## TEXT SEGMENT
————————

Welcome to Guerdon. You’ll never forget it.
In fantasy literature, there’s lots of great fantasy cities. Frequently you hear fantasy readers talk about books where the cities are almost characters themselves. Camorr from Lies of Locke Lamora by Scott Lynch is the one that comes up most often. If I was going to add my own, I’d definitely add Alt Coulumb and Dresediel Lex from Max Gladstone’s Craft Sequence. Those cities would go along R.S. Belcher’s Golgotha and Adrian Tchaikovsky’s Ilmar in my corpus for the best fantasy cities. They all feel lived in and definitely begin to fulfill that characteristic of the city being a character all its own.
Guerdon, the city in Gareth Hanrahan’s The Gutter Prayer, definitely is now on that list too.
We at Kaiju & Gnome are really big fans of Gareth Hanrahan’s writing. We did a whole week about his most recent book, the Sword Unbound, after all. I recently started going back and reading his other series, The Black Iron Legacy series, of which the Gutter Prayer is the first book and have found only a deepening of my awe for Hanrahan’s craft.
Guerdon feels like a lived-in place. There are many lives unfolding throughout the city and we get to watch a handful of them in Gutter Prayer. We get to know Cari, the mysterious young woman who is at the heart of this story. Spar and Rat, the son of a killed legend in the Guerdon underworld who has now been inflicted with one of the most terrifying fantasy diseases I’ve ever read about, and a ghoul trying to just stay ahead of everybody that’s chasing him. We are also introduced to academics, bounty hunters, and Saints (definitely with a capital-S) as we begin to realize that they are just players in a much larger story: the story of Guerdon itself. Through these characters we get to know the city’s streets, sewers, churches, its storied history and its gods. Hanrahan does this deftly and I felt myself saying “just one more chapter” over and over as I read this.
The aforementioned characters that aren’t the city of Guerdon are fantastic. I think Rat is my favorite. There’s an early scene where he ventures with a Saint into the tunnels underneath the city that might be one of my favorite book scenes ever. It was like the scene of Alf venturing into the tunnels in the Sword Defiant on steroids. It was so good I actually went back and reread that scene. Reading both scenes led me to a deeper appreciation for both of these scenes and Hanrahan’s writing craft. The other characters are fantastic as well. Cari is definitely a character I can root for and I want to know more about her mysterious past. And I can’t forget Spar, the most tragic character in a story full of them.

————————

## INFORMATION SUPPLIED

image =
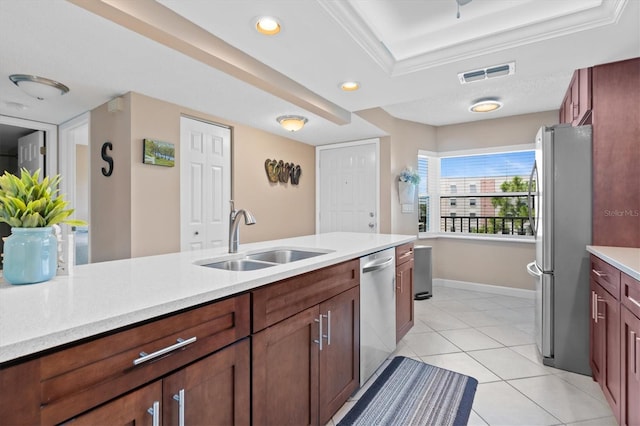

————————

## ACTIVITY
In the review of The Gutter Prayer, which character does the reviewer name as their favorite?

## SOLUTION TO THIS TASK
Rat